Start the SQL Pool in your lab environment.
-
Open the Synapse Studio workspace and navigate to the Manage hub.
-
From the center menu, select SQL pools from beneath the Analytics pools heading. Locate
SQLPool01
, and select the Resume button.
Azure Synapse Analytics provides a unified environment for both data science and data engineering. What this means in practice, is that your data scientists can train and deploy models using Azure Synapse Analytics and your data engineers can write T-SQL queries that use those models to make predictions against tabular data stored in a SQL Pool database table.
In this lab, you will create several machine learning models using AutoML with Spark compute and Spark libraries like Synapse Machine Learning (Synapse ML). You will also experience the integration between Synapse ML and Cognitive Services. Finally, you will use one of the models registered in Azure Machine Learning to make predictions using the T-SQL Predict
statement.
For context, the following are the high level steps taken to create a Spark ML based model and deploy it so it is ready for use from T-SQL.
All of the steps are performed within Synapse Studio.

Data shown:
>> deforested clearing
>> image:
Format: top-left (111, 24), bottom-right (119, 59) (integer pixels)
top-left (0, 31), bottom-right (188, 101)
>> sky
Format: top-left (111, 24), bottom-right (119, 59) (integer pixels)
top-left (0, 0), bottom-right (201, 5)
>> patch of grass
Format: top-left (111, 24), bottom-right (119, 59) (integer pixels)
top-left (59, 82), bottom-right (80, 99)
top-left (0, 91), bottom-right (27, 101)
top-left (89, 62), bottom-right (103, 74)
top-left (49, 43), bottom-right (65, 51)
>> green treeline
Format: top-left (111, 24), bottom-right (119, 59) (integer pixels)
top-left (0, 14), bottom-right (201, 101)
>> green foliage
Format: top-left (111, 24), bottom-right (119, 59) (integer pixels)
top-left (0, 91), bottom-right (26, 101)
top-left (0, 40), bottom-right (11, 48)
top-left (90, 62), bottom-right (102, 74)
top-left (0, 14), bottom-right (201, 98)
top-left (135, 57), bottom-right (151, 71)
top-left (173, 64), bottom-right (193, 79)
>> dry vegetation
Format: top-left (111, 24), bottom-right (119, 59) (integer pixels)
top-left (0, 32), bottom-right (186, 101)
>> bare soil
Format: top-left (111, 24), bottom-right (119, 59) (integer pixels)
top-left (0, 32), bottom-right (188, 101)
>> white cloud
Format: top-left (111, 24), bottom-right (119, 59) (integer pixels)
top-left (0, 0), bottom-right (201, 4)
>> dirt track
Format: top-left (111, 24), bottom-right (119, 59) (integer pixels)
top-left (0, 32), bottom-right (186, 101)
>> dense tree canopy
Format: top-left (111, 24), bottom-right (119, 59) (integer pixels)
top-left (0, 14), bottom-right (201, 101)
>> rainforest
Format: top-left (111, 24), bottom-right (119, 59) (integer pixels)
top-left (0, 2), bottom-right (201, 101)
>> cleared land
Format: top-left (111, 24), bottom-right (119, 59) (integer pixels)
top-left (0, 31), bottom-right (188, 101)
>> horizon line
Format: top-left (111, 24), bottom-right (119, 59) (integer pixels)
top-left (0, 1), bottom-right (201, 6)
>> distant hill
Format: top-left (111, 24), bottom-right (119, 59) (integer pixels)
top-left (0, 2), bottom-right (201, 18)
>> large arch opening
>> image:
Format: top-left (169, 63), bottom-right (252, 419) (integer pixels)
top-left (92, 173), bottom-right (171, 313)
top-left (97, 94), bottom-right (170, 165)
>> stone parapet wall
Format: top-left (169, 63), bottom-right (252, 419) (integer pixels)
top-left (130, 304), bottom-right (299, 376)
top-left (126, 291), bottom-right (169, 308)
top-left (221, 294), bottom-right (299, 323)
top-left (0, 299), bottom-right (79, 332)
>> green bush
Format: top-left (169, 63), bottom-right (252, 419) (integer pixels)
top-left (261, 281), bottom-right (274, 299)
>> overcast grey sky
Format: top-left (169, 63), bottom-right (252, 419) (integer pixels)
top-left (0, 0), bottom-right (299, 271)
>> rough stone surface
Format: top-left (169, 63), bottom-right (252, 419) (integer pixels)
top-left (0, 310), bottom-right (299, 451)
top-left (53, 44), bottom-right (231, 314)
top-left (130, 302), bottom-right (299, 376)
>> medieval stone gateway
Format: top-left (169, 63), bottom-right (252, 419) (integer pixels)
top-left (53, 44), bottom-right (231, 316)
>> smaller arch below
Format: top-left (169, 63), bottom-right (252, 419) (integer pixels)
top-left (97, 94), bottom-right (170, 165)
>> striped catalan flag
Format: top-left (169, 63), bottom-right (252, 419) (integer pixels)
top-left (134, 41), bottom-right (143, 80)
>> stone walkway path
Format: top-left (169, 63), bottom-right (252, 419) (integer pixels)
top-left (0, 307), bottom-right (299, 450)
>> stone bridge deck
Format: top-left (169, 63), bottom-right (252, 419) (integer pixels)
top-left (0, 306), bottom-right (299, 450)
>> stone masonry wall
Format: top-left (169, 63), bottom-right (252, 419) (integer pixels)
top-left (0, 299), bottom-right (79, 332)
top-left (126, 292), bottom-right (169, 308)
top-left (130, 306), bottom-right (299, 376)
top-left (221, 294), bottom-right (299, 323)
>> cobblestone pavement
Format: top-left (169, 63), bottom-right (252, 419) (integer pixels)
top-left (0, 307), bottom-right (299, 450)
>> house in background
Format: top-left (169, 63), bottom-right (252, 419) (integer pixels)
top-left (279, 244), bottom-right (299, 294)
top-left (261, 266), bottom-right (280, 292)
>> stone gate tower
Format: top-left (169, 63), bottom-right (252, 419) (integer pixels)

To be done:
**a.** Answer these questions using the Azure Synapse lab text.
(i) After locating SQLPool01, which button is selected?
(ii) Which Spark library is named as an example for creating the machine learning models?
(iii) Where are all of the steps for creating and deploying the Spark ML based model performed?
**b.** Carry the Azure Synapse lab text forward from its final sentence.

Task responses:
**a.**
(i) The Resume button.
(ii) Synapse Machine Learning (Synapse ML).
(iii) Within Synapse Studio.

**b.**
-
Within a notebook, a data scientist will:
a. Train a model using Synapse ML, the machine learning library included with Apache Spark. Models can also be trained using other approaches, including by using Azure Machine Learning Automated ML. The main requirement is that the model format must be supported by ONNX.
b. Deploy the ONNX model to a table in the SQL Pool database using Synapse Studio.
-
To use the model for making predictions, in a SQL Script a data engineer will:
a. Read the model into a binary variable by querying it from the table in which it was stored.
b. Execute a query using the
FROM PREDICT
statement as you would a table. This statement defines both the model to use and the query to execute that will provide the data used for prediction. You can then take these predictions and insert them into a table for use by downstream analytics applications.
What is ONNX? ONNX is an acronym for the Open Neural Network eXchange and is an open format built to represent machine learning models, regardless of what frameworks were used to create the model. This enables model portability, as models in the ONNX format can be run using a wide variety of frameworks, tools, runtimes and platforms. Think of it like a universal file format for machine learning models.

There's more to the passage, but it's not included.